── Provided data
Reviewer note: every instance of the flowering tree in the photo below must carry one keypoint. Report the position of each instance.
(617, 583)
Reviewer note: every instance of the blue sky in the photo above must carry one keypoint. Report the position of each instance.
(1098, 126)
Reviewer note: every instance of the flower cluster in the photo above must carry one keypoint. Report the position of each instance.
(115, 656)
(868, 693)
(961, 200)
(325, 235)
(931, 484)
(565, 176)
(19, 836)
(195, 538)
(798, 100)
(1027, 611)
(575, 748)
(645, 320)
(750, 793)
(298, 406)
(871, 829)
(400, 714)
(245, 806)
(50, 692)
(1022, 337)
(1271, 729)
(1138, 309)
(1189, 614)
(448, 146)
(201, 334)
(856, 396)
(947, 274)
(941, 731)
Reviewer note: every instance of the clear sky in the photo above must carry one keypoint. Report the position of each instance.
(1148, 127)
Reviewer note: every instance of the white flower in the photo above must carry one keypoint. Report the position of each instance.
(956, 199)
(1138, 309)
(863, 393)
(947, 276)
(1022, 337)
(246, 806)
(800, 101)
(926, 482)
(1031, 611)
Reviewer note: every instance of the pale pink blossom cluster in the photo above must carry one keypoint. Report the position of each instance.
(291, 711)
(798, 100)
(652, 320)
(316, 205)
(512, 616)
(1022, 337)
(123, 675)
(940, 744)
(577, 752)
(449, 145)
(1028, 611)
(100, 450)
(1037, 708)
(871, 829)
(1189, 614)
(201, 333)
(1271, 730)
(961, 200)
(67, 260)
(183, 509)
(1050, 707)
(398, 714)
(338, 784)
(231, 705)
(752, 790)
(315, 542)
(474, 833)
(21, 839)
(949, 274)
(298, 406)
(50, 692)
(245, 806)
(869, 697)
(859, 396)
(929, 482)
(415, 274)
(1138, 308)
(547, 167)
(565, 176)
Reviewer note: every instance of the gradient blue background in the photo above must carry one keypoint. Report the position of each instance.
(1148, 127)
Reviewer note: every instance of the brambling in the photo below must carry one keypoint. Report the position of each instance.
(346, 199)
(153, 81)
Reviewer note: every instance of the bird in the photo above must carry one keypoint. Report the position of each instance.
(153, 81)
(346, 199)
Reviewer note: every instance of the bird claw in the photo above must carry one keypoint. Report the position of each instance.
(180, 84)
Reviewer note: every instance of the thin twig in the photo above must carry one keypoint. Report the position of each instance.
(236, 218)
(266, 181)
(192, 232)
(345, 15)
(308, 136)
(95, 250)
────
Can you rewrite all of the entries so that every "Reviewer note" becomes "Annotator note", with nothing else altered?

Annotator note: every instance of the flowering tree in the photo below must carry one keypoint. Report the position of each instance.
(617, 583)
Annotator note: every instance of the blue sky in the photo above must carry one keypoint. Report the position of each instance.
(1098, 126)
Annotator note: every instance of the flower cluster in the photo above must carry one keypoint. Report the position of each instance.
(115, 656)
(868, 693)
(961, 200)
(325, 235)
(931, 484)
(565, 176)
(19, 836)
(195, 538)
(798, 100)
(1027, 611)
(575, 748)
(645, 320)
(750, 793)
(298, 406)
(871, 829)
(400, 714)
(245, 806)
(50, 692)
(1022, 337)
(1271, 729)
(1138, 309)
(1189, 614)
(448, 146)
(201, 334)
(856, 396)
(947, 274)
(941, 731)
Annotator note: every instance of the clear sky in the photo above must carry one keypoint. Report the position of each instance.
(1148, 127)
Annotator note: every instance of the white flower in the photo above must carry one keypoint. Report the position of each instance.
(956, 199)
(1138, 309)
(863, 393)
(947, 276)
(1022, 337)
(246, 806)
(800, 101)
(926, 482)
(1031, 611)
Annotator note: every instance of the pale pink blossom cluster in the photo above must carry one keypoint. Report the position of each instance.
(291, 711)
(798, 100)
(652, 320)
(316, 205)
(512, 616)
(1022, 337)
(123, 675)
(940, 744)
(577, 752)
(449, 145)
(1028, 611)
(100, 450)
(1037, 708)
(871, 829)
(1189, 614)
(201, 333)
(1271, 730)
(961, 200)
(67, 260)
(183, 509)
(1050, 707)
(398, 714)
(338, 784)
(231, 705)
(752, 790)
(315, 542)
(474, 833)
(21, 839)
(949, 274)
(298, 406)
(50, 692)
(245, 806)
(869, 697)
(859, 396)
(929, 482)
(415, 274)
(1138, 308)
(547, 167)
(565, 176)
Annotator note: every instance of the gradient blue background in the photo above must carry one keypoint. Report the position of each instance.
(1148, 127)
Annotator note: every instance of the brambling in the photo below must carry one keypoint. Report the position of each instance.
(346, 199)
(153, 81)
Annotator note: every instance of the bird in the photo above must carry one keypoint. Report the position of each instance.
(153, 81)
(346, 199)
Annotator note: every instance of the bird claw in the photo above must carry one keypoint. Report the position of each instance.
(180, 84)
Annotator note: every instance of the thin twig in the photo above must carry one keypoint. Report the position of each instance.
(236, 218)
(266, 181)
(192, 232)
(345, 15)
(308, 136)
(95, 250)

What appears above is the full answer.